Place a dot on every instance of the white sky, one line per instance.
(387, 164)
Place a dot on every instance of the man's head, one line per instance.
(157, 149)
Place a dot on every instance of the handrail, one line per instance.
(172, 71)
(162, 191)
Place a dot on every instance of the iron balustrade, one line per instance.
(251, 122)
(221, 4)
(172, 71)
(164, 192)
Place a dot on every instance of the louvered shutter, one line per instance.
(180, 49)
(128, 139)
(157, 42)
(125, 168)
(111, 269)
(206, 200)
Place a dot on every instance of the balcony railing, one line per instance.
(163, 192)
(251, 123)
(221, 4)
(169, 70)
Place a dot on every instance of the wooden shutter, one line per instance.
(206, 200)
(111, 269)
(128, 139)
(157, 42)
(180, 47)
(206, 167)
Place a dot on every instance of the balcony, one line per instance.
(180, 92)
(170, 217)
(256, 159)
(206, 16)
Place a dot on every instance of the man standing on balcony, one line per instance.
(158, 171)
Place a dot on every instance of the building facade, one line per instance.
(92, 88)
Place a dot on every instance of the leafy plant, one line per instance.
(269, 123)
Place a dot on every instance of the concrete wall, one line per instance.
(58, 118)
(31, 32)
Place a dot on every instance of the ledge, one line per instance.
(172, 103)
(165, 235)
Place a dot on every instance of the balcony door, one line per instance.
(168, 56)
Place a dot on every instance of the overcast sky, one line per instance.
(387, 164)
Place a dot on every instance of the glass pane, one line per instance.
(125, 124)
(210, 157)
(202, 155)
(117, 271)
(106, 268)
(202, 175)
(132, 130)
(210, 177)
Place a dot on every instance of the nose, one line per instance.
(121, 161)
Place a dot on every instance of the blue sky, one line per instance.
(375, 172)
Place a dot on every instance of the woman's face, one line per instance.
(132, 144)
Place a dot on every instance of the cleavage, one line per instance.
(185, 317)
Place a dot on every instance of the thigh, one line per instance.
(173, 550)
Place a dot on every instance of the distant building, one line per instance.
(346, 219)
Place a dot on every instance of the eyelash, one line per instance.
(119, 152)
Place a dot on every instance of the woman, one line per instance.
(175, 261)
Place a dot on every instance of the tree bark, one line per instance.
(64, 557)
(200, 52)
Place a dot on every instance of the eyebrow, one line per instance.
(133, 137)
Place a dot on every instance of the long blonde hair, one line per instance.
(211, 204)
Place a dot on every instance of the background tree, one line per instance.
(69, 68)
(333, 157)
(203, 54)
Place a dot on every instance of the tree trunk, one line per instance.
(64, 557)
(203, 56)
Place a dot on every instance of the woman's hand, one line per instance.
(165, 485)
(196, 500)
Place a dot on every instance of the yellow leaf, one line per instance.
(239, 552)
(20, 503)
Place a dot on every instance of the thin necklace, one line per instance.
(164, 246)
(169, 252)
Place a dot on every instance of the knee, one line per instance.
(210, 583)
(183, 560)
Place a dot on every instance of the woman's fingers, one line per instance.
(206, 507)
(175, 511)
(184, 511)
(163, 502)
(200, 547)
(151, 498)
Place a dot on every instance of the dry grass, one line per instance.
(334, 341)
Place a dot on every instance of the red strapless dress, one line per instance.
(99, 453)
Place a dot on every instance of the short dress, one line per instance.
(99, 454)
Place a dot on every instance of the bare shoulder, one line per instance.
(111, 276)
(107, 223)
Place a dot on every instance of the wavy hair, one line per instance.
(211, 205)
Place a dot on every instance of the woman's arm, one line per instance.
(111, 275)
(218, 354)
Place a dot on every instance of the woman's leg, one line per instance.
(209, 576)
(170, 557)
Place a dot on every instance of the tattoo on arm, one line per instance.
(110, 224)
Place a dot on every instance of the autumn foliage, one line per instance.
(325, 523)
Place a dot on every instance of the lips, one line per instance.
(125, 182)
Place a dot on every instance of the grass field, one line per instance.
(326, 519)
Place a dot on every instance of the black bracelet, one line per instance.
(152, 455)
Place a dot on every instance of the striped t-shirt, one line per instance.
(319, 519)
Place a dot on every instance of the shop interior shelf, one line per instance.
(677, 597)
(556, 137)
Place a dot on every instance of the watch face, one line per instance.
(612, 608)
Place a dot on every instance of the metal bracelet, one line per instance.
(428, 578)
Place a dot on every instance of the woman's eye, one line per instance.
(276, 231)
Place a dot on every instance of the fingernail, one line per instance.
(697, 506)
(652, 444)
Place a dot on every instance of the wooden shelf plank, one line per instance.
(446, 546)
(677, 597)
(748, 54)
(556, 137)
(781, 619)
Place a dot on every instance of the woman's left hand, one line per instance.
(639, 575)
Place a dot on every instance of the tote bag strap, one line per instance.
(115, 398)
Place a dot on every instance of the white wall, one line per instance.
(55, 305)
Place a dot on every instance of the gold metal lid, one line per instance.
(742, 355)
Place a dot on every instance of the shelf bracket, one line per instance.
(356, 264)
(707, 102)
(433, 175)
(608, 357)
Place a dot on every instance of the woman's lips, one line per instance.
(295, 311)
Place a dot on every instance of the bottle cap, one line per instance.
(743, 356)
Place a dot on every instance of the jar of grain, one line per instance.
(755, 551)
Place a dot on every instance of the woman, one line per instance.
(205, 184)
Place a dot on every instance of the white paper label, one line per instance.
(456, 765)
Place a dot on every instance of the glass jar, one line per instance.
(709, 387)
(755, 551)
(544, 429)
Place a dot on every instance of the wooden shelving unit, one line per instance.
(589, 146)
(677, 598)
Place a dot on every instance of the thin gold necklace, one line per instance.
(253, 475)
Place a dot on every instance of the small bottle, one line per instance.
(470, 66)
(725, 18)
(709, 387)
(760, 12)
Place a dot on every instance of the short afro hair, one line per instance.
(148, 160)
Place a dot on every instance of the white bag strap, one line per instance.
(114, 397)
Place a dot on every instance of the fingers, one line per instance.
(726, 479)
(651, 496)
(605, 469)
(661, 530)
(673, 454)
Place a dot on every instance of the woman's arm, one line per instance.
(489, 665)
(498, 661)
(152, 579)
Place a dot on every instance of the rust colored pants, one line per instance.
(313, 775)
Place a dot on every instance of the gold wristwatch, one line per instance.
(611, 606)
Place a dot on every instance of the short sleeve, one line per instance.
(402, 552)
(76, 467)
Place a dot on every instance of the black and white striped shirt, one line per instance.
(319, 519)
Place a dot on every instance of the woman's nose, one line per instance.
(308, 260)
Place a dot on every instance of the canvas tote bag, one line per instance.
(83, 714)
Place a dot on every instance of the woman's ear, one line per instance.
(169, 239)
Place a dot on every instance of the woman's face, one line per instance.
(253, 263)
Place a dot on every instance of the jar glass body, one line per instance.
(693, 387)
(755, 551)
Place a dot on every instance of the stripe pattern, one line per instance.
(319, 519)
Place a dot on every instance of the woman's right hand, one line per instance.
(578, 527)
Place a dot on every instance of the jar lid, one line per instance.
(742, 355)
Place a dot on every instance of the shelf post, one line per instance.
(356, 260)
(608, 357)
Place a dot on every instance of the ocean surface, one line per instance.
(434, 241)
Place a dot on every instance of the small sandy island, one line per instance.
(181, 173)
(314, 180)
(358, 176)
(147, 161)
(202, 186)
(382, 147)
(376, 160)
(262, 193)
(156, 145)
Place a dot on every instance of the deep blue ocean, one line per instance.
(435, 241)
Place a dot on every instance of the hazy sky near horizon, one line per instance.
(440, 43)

● The problem
Could you rewrite all the rows above with "Place a dot" changed to "Put a marker" throughout, leaving everything else the same?

● Output of the task
Put a marker on every instance of the white sky, one line per instance.
(387, 164)
Put a marker on every instance of the man's head, one line per instance.
(157, 149)
Put a marker on every instance of the handrail, one line per instance.
(172, 71)
(162, 191)
Put a marker on every instance of the iron balustrade, one line per instance.
(251, 122)
(221, 4)
(172, 71)
(164, 192)
Put a marker on every instance of the louvered shutter, one line per instance.
(180, 49)
(128, 139)
(157, 42)
(125, 168)
(111, 269)
(206, 200)
Put a marker on every instance of the balcony railing, one line per instance.
(163, 192)
(251, 123)
(221, 4)
(169, 70)
Put a marker on every instance of the wooden shutter, one line per instance.
(206, 200)
(111, 269)
(128, 139)
(157, 42)
(180, 47)
(206, 167)
Put a marker on every instance of the balcony, one line per instance.
(180, 92)
(170, 217)
(256, 159)
(206, 16)
Put a marker on every instance of the man standing on balcony, one line per instance.
(158, 171)
Put a marker on every instance of the building facade, one line per instance.
(92, 88)
Put a marker on every instance of the leafy plant, one line per instance.
(269, 123)
Put a marker on every instance of the concrete wall, one line per instance.
(58, 118)
(31, 32)
Put a marker on every instance of the ledge, one line per instance.
(172, 103)
(165, 235)
Put a marker on every instance of the balcony door, one line per instance.
(168, 56)
Put a marker on every instance of the overcast sky, one line per instance.
(387, 164)
Put a marker on every instance of the glass pane, one line per instance.
(125, 124)
(210, 157)
(202, 155)
(117, 271)
(106, 268)
(202, 175)
(132, 130)
(210, 177)
Put a marker on every instance of the nose, one line per instance.
(121, 161)
Put a marker on every instance of the blue sky, one line per instance.
(375, 172)
Put a marker on every instance of the woman's face, one line per instance.
(132, 144)
Put a marker on every instance of the cleavage, one line per instance.
(185, 317)
Put a marker on every instance of the thigh, one line per instance.
(173, 550)
Put a marker on every instance of the distant building, one line per instance.
(346, 219)
Put a marker on every instance of the eyelash, one line per instance.
(119, 152)
Put a marker on every instance of the woman, one line per instance.
(175, 261)
Put a marker on every instance of the tree bark, one line per instance.
(64, 557)
(200, 52)
Put a marker on every instance of the eyebrow, one line per instance.
(133, 137)
Put a marker on every instance of the long blonde hair, one line per instance.
(211, 204)
Put a marker on every instance of the background tree, one line per instance.
(69, 68)
(333, 157)
(203, 54)
Put a marker on every instance of the tree trunk, one line per instance.
(64, 557)
(203, 56)
Put a marker on every instance of the woman's hand, one line per instance.
(165, 485)
(196, 500)
Put a marker on every instance of the yellow leaf, one line per instance.
(239, 552)
(20, 503)
Put a marker on every instance of the thin necklace, one line per instance.
(164, 246)
(169, 252)
Put a marker on every instance of the knee, one line per instance.
(210, 583)
(183, 560)
Put a marker on every instance of the woman's fingers, one line per instance.
(206, 507)
(175, 511)
(184, 511)
(163, 502)
(200, 547)
(151, 498)
Put a marker on every instance of the dry grass, one line per instance.
(334, 341)
Put a marker on every instance of the red strapless dress, one line per instance.
(99, 453)
Put a marker on every instance of the short dress, one line per instance.
(99, 454)
Put a marker on every instance of the bare shoulder, one line per instance.
(111, 276)
(107, 223)
Put a marker on every instance of the wavy hair, one line per instance.
(211, 205)
Put a marker on every instance of the woman's arm, one line per instance.
(111, 275)
(218, 354)
Put a marker on every instance of the woman's leg, one line per instance.
(209, 576)
(170, 557)
Put a marker on every instance of the tattoo on arm, one line per instance.
(110, 224)
Put a marker on every instance of the autumn foliage, one line per instance.
(325, 523)
Put a marker on every instance of the lips, one line per instance.
(125, 182)
Put a marker on every instance of the grass field, one line per instance.
(326, 519)
Put a marker on every instance of the black bracelet, one line per instance.
(152, 455)
Put a marker on every instance of the striped t-shirt, one line per instance.
(319, 519)
Put a marker on every instance of the shop interior shelf, one line per instance.
(677, 597)
(556, 137)
Put a marker on every instance of the watch face, one line per instance.
(612, 608)
Put a marker on every instance of the metal bracelet, one line per instance.
(428, 578)
Put a marker on every instance of the woman's eye, one line per instance.
(276, 231)
Put a marker on every instance of the fingernail, one line per instance.
(697, 506)
(652, 444)
Put a marker on every instance of the wooden shelf plank, one line per instance.
(446, 546)
(677, 597)
(748, 54)
(556, 137)
(781, 619)
Put a marker on every instance of the woman's left hand, one line per instance.
(639, 575)
Put a marker on every instance of the tote bag strap, one line per instance.
(115, 398)
Put a marker on every instance of the white wall, one line per instance.
(55, 305)
Put a marker on every instance of the gold metal lid, one line per instance.
(742, 355)
Put a marker on every instance of the shelf bracket, one line per instance.
(356, 264)
(707, 102)
(433, 175)
(608, 357)
Put a marker on every instance of the woman's lips, one line per instance.
(295, 311)
Put a marker on every instance of the bottle cap, one line per instance.
(743, 356)
Put a marker on every instance of the jar of grain, one line per instance.
(755, 551)
Put a marker on every instance of the woman, one line per instance.
(205, 184)
Put a marker on every instance of the white paper label, one line per instance.
(456, 765)
Put a marker on every instance of the glass jar, one line per instance.
(709, 387)
(755, 551)
(544, 429)
Put a marker on every instance of the wooden shelving unit, one line per instance.
(589, 146)
(677, 598)
Put a marker on every instance of the thin gold necklace, one line per instance.
(253, 475)
Put a marker on every instance of the small bottle, one line per instance.
(470, 66)
(725, 18)
(709, 387)
(760, 12)
Put a marker on every instance of the short afro hair, one line per instance.
(148, 160)
Put a marker on every instance of the white bag strap, one line per instance.
(114, 397)
Put a marker on every instance of the fingers, one line per instance.
(726, 479)
(651, 496)
(605, 469)
(661, 530)
(673, 454)
Put a marker on every instance of the woman's arm, one line per instance.
(489, 665)
(498, 661)
(152, 579)
Put a marker on every instance of the rust colored pants, one line per instance.
(313, 775)
Put a marker on every instance of the gold wristwatch, one line per instance.
(611, 606)
Put a marker on every instance of the short sleeve, one line per instance.
(402, 552)
(76, 467)
Put a marker on every instance of the black and white striped shirt, one line per instance.
(319, 519)
Put a marker on every instance of the woman's nose, one line per instance.
(308, 260)
Put a marker on every instance of the canvas tote bag, one line per instance.
(83, 714)
Put a marker on every instance of the woman's ear, one line per instance.
(169, 239)
Put a marker on every instance of the woman's face, one line per instance.
(253, 263)
Put a marker on every instance of the jar glass body, one line per instance.
(693, 387)
(755, 551)
Put a marker on every instance of the stripe pattern, one line per instance.
(319, 519)
Put a marker on every instance of the woman's right hand, one line per instance.
(578, 527)
Put a marker on every instance of the jar lid, one line per instance.
(742, 355)
Put a marker on every instance of the shelf post, one line per instance.
(356, 260)
(608, 357)
Put a marker on every instance of the ocean surface, one line per instance.
(434, 241)
Put a marker on every instance of the small sandy island, one line per instance.
(181, 173)
(314, 180)
(358, 176)
(147, 161)
(202, 186)
(382, 147)
(376, 160)
(262, 193)
(156, 145)
Put a marker on every instance of the deep blue ocean, one line per instance.
(435, 241)
Put a marker on every instance of the hazy sky near horizon, one line per instance.
(440, 43)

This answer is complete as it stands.